▶ [EXERCISE DETAILS]: Nothing outside the range below should be printed. Output exactly the lines from the line with "Target: green shrub" to the line with "Target: dark wooden sofa leg", both included.

─── RECORDED INFORMATION

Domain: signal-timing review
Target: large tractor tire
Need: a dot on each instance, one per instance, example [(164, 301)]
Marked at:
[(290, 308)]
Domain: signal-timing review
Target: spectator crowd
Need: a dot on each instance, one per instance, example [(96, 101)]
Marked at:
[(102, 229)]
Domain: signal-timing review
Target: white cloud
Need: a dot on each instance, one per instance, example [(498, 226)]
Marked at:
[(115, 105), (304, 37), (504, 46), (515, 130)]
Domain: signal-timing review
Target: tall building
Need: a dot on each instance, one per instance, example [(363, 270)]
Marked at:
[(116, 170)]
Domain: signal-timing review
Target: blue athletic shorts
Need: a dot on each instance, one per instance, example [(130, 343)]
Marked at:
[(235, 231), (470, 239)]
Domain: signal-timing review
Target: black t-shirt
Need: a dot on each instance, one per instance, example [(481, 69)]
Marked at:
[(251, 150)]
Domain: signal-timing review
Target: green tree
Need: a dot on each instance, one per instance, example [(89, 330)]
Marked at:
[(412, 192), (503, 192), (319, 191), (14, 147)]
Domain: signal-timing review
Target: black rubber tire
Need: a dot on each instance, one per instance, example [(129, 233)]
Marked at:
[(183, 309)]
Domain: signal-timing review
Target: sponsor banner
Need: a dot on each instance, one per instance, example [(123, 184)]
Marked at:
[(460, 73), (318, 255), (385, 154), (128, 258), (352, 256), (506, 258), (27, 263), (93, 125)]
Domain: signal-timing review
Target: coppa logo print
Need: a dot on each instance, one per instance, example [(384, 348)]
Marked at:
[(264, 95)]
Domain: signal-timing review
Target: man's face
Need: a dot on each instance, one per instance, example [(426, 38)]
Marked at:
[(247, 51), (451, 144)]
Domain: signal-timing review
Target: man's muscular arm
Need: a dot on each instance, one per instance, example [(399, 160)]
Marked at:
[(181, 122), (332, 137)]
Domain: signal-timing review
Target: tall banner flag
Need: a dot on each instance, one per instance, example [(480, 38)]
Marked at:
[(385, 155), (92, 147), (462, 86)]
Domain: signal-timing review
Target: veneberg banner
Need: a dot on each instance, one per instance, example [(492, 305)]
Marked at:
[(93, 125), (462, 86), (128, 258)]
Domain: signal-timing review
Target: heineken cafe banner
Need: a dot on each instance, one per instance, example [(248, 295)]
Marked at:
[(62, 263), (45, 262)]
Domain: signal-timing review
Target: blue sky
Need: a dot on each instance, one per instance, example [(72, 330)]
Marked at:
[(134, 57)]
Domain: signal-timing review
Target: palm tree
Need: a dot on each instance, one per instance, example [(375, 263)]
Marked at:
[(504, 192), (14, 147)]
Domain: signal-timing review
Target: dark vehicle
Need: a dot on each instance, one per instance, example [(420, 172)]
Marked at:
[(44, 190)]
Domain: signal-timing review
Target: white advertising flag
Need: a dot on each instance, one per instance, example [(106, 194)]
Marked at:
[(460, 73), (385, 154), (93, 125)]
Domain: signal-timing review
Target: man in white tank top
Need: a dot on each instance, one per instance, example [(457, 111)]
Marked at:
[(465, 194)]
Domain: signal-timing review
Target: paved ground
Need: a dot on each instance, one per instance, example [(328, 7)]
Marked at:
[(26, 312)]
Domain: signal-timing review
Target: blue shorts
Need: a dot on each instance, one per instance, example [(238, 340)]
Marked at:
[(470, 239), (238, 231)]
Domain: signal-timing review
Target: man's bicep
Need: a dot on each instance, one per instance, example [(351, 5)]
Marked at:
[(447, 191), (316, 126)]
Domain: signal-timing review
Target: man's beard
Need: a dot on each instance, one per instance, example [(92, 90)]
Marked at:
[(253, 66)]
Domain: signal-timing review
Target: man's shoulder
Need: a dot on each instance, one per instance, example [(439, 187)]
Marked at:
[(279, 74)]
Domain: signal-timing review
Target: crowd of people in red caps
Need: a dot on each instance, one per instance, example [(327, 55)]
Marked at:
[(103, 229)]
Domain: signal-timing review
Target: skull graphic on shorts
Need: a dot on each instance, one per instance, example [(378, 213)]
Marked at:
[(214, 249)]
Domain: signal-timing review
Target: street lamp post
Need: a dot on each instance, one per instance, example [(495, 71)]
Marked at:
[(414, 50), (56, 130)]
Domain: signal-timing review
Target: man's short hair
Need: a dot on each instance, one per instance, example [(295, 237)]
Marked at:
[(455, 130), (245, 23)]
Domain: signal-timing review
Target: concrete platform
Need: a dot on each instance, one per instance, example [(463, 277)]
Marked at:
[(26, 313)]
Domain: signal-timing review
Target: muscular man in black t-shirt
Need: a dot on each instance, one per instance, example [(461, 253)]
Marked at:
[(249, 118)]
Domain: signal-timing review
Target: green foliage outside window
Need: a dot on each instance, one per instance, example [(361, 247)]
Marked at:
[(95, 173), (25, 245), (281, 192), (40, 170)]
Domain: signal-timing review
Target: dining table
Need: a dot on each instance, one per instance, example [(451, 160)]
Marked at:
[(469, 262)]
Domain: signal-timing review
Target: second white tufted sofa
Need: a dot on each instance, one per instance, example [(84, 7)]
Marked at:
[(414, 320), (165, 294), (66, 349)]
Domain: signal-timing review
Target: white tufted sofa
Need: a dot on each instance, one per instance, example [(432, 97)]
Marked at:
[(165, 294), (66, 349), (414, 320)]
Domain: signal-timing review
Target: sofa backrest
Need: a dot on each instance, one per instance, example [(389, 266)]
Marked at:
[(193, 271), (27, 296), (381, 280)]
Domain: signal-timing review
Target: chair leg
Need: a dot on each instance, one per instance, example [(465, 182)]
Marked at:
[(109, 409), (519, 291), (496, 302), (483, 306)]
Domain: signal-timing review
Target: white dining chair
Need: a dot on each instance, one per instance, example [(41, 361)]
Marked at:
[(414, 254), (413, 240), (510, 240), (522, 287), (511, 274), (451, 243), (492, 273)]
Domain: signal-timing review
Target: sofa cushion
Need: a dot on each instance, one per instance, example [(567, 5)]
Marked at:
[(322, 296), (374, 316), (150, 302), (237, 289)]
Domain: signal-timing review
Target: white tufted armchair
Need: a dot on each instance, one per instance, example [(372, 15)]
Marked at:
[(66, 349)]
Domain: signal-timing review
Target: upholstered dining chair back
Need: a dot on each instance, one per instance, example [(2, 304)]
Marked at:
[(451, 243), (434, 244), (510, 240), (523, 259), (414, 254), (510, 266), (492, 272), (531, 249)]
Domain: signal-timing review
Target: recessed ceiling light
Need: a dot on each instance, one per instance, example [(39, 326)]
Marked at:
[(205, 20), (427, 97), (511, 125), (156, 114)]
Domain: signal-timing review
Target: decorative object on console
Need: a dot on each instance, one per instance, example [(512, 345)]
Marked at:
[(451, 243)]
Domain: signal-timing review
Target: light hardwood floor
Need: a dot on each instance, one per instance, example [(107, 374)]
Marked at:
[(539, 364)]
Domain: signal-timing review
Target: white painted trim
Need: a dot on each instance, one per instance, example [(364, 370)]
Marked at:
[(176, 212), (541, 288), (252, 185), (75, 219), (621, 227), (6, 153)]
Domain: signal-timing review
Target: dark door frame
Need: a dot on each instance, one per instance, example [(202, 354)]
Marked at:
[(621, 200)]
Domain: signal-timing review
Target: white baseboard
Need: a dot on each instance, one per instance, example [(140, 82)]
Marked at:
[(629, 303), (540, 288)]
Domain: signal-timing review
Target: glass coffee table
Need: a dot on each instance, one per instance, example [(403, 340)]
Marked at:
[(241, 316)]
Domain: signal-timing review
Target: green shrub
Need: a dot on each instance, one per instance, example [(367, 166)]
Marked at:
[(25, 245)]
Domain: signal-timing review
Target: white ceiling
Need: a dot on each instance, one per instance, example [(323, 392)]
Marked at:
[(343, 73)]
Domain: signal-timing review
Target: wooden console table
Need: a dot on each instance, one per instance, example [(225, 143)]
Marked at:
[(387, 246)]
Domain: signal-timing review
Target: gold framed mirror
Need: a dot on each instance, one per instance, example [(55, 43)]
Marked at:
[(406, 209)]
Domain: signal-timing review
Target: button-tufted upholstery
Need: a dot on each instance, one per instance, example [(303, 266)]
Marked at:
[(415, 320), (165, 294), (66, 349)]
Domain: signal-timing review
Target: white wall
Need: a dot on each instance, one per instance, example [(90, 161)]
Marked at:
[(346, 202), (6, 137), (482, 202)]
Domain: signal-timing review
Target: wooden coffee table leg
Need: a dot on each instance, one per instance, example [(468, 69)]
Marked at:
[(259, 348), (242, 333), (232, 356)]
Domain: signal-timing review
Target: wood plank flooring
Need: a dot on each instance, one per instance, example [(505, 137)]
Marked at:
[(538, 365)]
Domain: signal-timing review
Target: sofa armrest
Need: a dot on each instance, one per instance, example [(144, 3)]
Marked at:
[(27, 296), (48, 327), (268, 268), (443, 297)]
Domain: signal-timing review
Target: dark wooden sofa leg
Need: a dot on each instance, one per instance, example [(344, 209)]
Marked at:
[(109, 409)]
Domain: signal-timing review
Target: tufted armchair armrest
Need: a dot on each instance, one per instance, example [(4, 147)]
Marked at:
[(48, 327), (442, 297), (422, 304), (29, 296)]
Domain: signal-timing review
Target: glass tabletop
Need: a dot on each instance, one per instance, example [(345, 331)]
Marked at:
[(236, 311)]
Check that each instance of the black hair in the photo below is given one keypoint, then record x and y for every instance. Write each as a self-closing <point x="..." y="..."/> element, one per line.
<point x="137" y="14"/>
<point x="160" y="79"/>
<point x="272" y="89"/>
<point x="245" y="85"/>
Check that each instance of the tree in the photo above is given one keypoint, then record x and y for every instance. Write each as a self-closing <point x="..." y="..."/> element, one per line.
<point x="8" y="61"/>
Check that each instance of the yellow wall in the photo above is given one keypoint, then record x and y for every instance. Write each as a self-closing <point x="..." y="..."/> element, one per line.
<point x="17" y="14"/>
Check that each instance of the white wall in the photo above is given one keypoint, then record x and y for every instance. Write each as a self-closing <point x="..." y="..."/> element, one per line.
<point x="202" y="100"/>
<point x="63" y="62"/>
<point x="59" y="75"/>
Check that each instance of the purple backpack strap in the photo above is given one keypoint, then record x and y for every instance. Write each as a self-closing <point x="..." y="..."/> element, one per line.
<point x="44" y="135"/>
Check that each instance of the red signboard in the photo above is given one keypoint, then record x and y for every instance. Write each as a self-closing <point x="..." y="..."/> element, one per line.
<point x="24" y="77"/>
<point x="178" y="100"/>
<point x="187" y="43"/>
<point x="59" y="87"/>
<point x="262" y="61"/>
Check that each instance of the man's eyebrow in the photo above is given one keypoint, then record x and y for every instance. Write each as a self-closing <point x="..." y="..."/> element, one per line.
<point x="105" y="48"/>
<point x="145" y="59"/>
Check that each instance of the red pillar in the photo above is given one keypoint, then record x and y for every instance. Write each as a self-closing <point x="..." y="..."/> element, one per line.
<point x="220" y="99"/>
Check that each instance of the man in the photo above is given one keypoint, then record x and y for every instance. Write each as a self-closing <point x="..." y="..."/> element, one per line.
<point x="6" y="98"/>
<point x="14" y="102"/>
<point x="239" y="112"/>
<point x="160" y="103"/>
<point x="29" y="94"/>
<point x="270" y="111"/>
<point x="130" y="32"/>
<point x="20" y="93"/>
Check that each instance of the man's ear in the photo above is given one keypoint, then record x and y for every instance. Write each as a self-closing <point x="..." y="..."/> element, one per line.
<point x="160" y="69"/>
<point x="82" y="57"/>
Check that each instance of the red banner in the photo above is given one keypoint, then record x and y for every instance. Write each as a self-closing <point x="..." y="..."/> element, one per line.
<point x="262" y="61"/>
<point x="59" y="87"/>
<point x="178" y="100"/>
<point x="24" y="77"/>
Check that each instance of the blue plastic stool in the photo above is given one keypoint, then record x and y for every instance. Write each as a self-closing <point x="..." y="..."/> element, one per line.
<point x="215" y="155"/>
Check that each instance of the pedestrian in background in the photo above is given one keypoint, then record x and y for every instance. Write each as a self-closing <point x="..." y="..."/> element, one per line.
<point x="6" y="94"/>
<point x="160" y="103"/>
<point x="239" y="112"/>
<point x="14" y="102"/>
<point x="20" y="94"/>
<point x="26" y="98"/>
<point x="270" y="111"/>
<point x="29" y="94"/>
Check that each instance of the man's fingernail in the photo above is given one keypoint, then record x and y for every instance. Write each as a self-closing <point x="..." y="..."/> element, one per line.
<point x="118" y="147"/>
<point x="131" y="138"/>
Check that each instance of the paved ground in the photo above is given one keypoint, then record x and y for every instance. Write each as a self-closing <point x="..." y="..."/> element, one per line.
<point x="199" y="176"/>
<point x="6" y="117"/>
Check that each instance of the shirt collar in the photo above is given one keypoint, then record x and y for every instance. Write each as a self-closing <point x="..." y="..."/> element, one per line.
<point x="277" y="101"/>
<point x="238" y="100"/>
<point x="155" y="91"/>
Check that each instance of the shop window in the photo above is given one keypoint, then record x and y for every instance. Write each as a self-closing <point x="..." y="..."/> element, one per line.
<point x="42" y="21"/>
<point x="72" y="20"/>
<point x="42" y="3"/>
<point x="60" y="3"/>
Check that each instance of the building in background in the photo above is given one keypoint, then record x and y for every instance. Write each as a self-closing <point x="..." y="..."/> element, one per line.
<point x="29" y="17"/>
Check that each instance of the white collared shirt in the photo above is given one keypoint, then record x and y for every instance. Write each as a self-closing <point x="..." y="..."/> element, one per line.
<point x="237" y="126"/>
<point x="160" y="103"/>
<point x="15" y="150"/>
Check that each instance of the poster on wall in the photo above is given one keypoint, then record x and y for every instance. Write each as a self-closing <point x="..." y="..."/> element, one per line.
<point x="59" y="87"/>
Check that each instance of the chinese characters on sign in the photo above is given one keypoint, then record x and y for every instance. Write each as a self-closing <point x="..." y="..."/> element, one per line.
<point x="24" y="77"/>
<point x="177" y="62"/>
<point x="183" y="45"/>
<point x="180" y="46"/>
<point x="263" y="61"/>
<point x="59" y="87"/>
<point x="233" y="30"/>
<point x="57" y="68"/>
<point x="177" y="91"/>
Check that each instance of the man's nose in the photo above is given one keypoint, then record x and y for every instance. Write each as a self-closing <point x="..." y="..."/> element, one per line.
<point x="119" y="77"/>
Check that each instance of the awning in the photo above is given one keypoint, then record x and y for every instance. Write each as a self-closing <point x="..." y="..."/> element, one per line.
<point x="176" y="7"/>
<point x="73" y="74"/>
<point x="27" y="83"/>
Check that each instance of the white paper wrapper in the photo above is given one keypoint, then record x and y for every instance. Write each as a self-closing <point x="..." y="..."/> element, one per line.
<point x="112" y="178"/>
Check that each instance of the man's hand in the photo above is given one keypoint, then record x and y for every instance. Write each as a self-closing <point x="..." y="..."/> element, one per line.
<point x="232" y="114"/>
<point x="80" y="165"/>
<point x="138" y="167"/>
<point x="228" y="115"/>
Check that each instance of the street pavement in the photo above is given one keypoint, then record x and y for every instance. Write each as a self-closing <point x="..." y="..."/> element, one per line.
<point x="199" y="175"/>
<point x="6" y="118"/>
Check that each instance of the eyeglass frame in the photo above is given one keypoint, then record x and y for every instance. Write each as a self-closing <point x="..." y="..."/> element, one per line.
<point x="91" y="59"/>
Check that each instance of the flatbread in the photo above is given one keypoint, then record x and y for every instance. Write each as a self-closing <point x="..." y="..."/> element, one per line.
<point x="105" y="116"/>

──────

▶ [TASK OUTPUT]:
Target: green shrub
Need: a dot on each instance, one per instance, example [(367, 166)]
Marked at:
[(25, 245)]
Domain: signal-timing review
Target: white ceiling
Need: a dot on each instance, one per instance, example [(323, 392)]
Marked at:
[(343, 73)]
Domain: signal-timing review
Target: wooden console table
Need: a dot on each instance, one per instance, example [(225, 143)]
Marked at:
[(387, 246)]
Domain: signal-timing review
Target: gold framed mirror
Need: a dot on each instance, one per instance, example [(55, 43)]
Marked at:
[(406, 209)]
Domain: signal-timing review
Target: button-tufted upholstery
Need: a dot on each instance, one per instance, example [(303, 266)]
Marked at:
[(415, 320), (165, 294), (66, 349)]
Domain: signal-timing review
Target: white wall
Need: a dot on each instance, one per instance, example [(90, 161)]
Marked at:
[(346, 202), (6, 137), (482, 202)]
Domain: signal-timing review
Target: wooden coffee table leg
Need: a dot on each instance, one per instance, example [(468, 69)]
Marked at:
[(259, 348), (242, 333), (232, 356)]
Domain: signal-timing review
Target: wood plank flooring
Need: a dot on each instance, one per instance, example [(505, 137)]
Marked at:
[(538, 365)]
Domain: signal-timing review
Target: sofa armrest
Need: a dot on each instance, one per instance, example [(144, 3)]
Marked at:
[(27, 296), (48, 327), (268, 268), (443, 297)]
Domain: signal-timing review
Target: dark wooden sofa leg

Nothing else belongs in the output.